* Task goal
Copy out, word for word, only the lines of the material below that run from the line with "like point(64, 26)." to the line with "point(87, 28)", including both of those lines.

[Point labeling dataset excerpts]
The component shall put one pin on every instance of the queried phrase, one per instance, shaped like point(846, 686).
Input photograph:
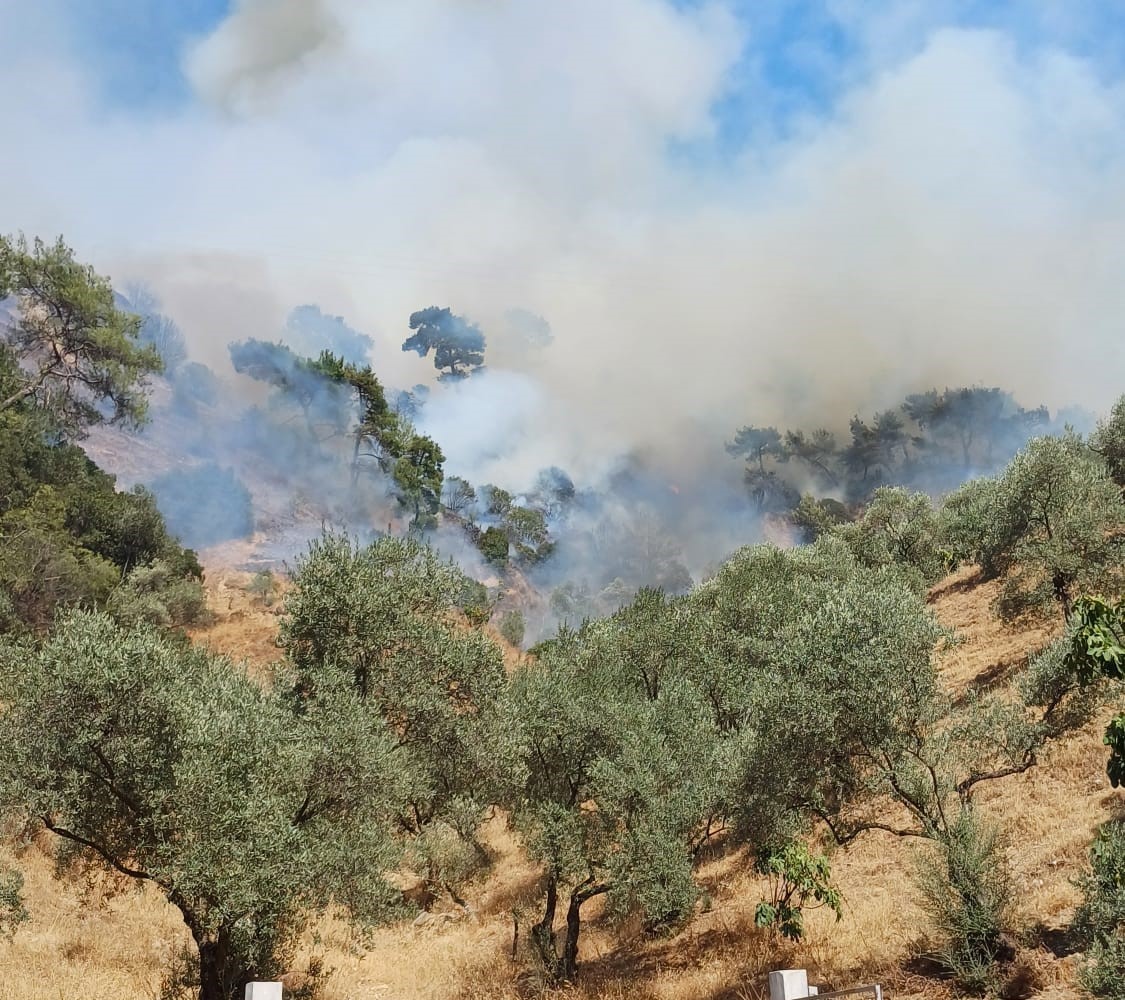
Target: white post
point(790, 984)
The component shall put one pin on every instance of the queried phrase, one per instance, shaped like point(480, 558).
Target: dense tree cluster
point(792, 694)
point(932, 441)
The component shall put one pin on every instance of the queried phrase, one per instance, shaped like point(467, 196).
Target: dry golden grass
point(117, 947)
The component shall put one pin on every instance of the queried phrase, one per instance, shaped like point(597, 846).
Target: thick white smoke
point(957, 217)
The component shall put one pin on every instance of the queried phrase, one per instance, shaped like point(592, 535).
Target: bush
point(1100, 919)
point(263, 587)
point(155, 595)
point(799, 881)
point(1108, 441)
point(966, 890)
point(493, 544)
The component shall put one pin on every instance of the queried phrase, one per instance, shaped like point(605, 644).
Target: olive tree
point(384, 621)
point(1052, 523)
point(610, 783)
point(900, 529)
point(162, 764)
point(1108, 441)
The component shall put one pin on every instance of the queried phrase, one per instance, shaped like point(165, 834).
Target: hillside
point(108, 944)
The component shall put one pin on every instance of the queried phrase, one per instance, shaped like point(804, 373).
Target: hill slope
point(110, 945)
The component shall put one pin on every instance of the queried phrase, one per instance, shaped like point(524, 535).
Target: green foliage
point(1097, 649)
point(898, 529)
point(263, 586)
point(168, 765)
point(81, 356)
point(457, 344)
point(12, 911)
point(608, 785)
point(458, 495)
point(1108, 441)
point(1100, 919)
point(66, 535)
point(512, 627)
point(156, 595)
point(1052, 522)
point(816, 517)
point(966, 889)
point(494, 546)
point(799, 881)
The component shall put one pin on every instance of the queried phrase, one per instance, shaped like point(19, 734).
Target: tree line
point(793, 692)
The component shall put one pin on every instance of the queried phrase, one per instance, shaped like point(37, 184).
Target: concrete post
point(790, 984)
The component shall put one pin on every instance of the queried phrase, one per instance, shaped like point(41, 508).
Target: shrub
--
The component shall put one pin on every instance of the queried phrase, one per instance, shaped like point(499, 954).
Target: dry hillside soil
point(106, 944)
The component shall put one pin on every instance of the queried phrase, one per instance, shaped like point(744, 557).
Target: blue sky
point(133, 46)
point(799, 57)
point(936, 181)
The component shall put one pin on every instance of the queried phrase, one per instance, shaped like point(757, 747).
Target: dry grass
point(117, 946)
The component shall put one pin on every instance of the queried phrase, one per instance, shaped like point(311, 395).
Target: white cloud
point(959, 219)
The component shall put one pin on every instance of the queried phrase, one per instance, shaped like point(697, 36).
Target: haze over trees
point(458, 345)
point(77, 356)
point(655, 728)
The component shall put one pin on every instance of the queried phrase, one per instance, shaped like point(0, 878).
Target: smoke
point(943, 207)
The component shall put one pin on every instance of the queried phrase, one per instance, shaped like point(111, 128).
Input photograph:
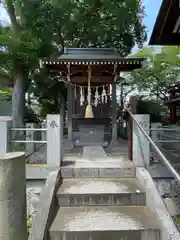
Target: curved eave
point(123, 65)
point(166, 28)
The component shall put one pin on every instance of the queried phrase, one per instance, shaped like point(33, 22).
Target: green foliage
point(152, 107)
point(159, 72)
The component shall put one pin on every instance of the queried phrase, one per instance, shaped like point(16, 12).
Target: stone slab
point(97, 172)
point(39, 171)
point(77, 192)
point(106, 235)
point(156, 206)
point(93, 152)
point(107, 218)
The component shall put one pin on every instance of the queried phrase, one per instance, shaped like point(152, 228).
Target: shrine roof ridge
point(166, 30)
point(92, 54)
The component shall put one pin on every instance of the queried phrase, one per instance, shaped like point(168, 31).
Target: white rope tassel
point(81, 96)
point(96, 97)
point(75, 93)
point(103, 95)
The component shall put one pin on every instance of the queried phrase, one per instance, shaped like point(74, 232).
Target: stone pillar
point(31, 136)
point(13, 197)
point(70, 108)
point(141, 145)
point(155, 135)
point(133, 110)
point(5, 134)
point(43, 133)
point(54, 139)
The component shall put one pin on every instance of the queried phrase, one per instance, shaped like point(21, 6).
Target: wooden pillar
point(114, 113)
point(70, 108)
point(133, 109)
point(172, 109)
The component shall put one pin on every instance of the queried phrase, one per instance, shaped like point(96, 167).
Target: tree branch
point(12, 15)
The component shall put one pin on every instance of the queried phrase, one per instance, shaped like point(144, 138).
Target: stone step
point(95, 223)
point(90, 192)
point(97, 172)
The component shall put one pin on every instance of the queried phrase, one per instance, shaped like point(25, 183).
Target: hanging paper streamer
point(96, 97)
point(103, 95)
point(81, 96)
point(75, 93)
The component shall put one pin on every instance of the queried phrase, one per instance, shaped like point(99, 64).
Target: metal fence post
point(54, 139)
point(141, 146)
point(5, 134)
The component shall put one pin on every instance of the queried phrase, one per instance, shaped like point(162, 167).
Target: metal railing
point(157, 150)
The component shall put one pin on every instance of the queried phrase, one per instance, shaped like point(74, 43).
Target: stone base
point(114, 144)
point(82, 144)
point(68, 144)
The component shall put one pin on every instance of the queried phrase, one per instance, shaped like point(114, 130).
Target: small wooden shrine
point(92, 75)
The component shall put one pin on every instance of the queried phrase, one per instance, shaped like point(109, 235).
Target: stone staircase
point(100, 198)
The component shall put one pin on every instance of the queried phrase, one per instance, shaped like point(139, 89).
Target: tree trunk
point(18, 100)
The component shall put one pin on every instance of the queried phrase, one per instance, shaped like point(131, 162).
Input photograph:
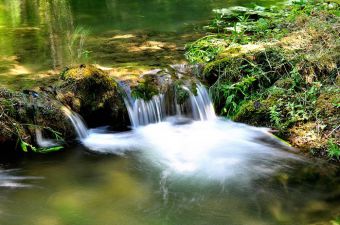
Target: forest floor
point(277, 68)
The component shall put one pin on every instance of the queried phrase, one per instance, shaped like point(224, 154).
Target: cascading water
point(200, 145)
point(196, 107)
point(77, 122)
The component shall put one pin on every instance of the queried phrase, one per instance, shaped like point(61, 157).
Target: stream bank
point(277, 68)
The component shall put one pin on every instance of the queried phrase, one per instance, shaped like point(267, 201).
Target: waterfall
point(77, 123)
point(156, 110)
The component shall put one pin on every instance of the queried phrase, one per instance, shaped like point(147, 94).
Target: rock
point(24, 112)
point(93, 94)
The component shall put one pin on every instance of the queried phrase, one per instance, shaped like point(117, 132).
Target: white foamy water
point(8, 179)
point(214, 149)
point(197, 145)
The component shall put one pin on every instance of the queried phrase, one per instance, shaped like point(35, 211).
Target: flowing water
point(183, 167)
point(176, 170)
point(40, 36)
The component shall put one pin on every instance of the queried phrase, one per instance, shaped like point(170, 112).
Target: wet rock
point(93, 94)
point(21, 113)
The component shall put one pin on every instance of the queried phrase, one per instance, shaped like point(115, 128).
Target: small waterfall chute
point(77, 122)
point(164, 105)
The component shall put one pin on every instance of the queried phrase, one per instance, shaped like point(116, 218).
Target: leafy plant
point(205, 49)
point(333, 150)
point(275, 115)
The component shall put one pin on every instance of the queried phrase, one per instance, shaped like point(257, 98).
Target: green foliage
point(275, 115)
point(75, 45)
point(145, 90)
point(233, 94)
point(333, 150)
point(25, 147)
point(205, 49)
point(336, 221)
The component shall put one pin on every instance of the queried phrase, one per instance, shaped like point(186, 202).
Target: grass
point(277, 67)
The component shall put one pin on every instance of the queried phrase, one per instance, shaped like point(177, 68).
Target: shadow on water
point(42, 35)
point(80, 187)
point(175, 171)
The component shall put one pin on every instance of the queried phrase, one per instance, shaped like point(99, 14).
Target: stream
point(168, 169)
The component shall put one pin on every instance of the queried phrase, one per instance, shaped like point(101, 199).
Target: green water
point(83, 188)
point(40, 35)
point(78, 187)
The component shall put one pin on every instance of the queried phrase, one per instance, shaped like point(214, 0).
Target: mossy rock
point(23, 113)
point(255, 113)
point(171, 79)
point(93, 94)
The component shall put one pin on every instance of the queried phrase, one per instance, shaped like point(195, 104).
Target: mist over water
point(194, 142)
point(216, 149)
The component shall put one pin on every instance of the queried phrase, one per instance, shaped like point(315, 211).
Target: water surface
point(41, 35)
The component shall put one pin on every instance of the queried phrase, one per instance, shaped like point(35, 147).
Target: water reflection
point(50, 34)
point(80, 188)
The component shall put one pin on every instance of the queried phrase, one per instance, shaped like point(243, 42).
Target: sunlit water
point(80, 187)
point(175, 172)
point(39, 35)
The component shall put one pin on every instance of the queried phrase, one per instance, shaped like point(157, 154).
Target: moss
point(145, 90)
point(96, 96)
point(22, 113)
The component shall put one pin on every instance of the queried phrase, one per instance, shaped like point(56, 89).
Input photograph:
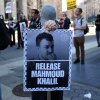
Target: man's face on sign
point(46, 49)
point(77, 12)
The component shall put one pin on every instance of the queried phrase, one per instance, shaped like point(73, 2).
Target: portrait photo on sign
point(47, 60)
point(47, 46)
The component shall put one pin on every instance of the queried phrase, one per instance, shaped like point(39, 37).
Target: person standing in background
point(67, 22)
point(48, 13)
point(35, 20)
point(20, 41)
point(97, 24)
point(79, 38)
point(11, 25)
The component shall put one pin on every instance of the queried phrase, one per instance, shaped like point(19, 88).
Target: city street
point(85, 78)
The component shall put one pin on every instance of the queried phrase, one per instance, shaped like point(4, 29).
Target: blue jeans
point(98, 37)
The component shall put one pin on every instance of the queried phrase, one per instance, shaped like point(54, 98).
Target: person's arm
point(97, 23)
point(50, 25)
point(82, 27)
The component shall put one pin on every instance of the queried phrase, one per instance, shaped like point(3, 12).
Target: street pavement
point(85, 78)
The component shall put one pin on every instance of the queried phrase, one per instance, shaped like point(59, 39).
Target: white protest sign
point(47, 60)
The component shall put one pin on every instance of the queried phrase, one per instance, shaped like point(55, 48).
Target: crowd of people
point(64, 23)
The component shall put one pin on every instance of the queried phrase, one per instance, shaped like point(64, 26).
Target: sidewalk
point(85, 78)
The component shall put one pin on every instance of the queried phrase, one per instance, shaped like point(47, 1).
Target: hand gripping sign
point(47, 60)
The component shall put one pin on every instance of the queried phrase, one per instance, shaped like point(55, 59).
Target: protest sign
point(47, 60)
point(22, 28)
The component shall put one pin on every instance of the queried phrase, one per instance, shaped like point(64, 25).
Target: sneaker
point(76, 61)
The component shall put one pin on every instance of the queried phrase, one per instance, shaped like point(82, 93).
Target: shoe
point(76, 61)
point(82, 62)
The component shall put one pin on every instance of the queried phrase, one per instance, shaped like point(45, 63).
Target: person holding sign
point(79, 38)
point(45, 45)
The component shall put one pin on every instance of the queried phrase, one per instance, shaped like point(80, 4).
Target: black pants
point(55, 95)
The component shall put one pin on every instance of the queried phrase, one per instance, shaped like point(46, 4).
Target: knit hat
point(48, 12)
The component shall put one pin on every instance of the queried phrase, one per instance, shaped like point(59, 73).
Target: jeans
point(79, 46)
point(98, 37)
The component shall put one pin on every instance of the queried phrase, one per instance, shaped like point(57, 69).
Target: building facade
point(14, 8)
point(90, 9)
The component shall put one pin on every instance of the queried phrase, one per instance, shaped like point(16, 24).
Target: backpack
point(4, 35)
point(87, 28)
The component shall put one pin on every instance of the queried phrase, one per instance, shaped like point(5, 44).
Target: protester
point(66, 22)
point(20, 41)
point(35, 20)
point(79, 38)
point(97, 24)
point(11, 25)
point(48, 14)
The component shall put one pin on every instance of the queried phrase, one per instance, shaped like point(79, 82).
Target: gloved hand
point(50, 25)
...
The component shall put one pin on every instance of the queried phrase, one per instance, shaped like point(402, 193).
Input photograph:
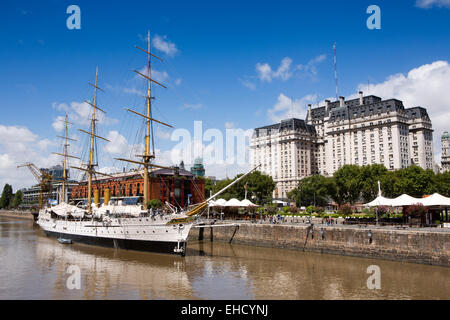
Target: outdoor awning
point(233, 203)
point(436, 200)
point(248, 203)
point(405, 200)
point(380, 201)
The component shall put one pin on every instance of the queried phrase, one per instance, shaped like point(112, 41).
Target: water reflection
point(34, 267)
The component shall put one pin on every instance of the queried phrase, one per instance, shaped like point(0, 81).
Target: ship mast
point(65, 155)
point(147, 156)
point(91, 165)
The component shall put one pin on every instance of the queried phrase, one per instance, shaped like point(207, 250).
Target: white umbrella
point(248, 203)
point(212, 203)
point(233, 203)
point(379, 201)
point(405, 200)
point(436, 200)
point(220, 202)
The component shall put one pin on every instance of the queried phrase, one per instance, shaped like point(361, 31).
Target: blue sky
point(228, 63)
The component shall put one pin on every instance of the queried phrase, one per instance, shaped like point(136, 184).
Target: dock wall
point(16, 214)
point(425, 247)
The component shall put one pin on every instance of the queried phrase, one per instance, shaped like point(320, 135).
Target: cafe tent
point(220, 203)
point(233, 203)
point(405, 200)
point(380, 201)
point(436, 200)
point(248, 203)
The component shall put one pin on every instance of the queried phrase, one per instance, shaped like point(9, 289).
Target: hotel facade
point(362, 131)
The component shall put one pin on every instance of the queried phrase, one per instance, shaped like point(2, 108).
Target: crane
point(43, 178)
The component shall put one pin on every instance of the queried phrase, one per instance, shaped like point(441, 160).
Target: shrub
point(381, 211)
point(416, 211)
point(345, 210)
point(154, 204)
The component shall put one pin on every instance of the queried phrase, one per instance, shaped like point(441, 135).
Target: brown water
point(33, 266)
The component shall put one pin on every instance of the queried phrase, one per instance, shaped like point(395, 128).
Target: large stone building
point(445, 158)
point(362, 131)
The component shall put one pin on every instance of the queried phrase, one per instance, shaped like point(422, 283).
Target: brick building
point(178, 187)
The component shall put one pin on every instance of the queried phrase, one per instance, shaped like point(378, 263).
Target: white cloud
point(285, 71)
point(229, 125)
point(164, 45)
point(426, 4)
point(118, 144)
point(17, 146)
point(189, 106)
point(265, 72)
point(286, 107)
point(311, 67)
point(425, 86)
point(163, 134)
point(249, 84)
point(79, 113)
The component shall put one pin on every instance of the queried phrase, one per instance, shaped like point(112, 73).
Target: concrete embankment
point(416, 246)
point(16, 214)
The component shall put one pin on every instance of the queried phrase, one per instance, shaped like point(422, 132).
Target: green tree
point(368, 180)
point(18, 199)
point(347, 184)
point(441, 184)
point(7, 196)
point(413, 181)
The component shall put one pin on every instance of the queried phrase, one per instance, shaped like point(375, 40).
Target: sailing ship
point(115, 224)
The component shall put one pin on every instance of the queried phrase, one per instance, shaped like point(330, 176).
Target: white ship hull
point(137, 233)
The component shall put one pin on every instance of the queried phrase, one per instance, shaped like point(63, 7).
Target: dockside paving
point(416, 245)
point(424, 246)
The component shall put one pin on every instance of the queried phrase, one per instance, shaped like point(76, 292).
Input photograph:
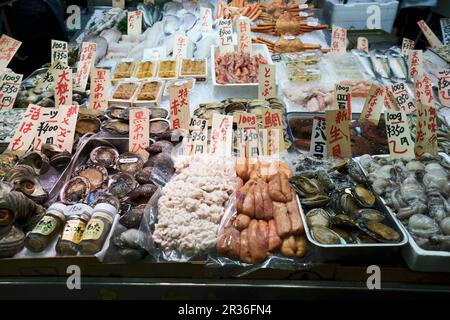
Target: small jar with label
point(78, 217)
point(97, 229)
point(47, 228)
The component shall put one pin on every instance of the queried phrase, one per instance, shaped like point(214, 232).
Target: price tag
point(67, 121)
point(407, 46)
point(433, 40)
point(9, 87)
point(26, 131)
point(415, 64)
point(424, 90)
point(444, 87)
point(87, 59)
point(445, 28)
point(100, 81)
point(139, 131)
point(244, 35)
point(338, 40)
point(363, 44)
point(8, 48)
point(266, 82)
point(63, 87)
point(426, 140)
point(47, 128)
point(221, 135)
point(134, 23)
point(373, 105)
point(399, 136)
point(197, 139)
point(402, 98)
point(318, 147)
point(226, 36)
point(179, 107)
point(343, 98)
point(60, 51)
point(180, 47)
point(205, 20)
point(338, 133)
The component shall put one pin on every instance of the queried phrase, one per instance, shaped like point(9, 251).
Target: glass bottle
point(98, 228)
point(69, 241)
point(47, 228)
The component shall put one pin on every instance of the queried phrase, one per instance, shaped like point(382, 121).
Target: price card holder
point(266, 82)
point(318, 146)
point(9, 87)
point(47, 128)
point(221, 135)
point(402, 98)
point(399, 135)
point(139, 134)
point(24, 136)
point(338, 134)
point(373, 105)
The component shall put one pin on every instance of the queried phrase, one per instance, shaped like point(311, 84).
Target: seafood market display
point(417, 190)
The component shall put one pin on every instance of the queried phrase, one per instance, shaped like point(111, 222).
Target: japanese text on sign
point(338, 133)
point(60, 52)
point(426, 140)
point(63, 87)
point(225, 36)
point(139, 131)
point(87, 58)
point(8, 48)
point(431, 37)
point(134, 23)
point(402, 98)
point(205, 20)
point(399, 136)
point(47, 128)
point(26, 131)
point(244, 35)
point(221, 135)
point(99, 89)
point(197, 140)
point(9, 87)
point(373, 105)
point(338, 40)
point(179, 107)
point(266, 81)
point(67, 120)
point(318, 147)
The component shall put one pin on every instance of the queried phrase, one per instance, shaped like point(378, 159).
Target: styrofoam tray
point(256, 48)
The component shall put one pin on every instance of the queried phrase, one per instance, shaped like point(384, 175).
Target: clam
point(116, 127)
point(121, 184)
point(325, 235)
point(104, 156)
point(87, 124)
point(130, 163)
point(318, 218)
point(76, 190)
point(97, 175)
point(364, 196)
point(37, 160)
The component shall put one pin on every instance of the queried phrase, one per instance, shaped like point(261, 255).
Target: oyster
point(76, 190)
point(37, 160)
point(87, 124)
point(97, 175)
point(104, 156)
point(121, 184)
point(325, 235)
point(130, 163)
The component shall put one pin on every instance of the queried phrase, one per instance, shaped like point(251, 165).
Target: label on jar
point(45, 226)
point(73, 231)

* Response to the task
The component shall put one pin on every instance of the queried phrase, one per instance, shaped like point(64, 26).
Target: sidewalk
point(85, 78)
The component shall put one pin on every instance of the queried phrase, one per instance, shaped like point(47, 1).
Target: hand gripping sign
point(47, 60)
The component shall put one pin on every instance of the queried phrase, one per instance, shaped like point(55, 59).
Target: protest sign
point(47, 60)
point(22, 28)
The component shall put one pin on every instance of the queried phrase, one per instance, shaped like point(64, 25).
Target: sneaker
point(76, 61)
The component shall put one pin on every instance of the queried phrase, one per instance, shaped like point(82, 93).
Target: shoe
point(76, 61)
point(82, 62)
The component shall put one pin on every instance of the queried phrase, one per instance, shaped like point(45, 63).
Target: person holding sign
point(79, 38)
point(45, 45)
The component shall put one pin on every instance of the queried phrase, one per instance, shaped like point(80, 4).
Target: black pants
point(55, 95)
The component shall put one pin on every instance of the queried phrase, one per instance, shaped like point(46, 4).
Target: knit hat
point(48, 12)
The component shall put one pin on every instance of the queried phrase, one per instance, shaped like point(59, 73).
Target: jeans
point(79, 46)
point(98, 37)
The component shall put one pin on every instance of the queried phrase, one per instance, shaped like point(57, 69).
Target: building facade
point(14, 8)
point(90, 9)
The component shall put one pin on every instance of the queried phrase, one per instance, shaped like point(16, 24).
Target: backpack
point(4, 35)
point(87, 28)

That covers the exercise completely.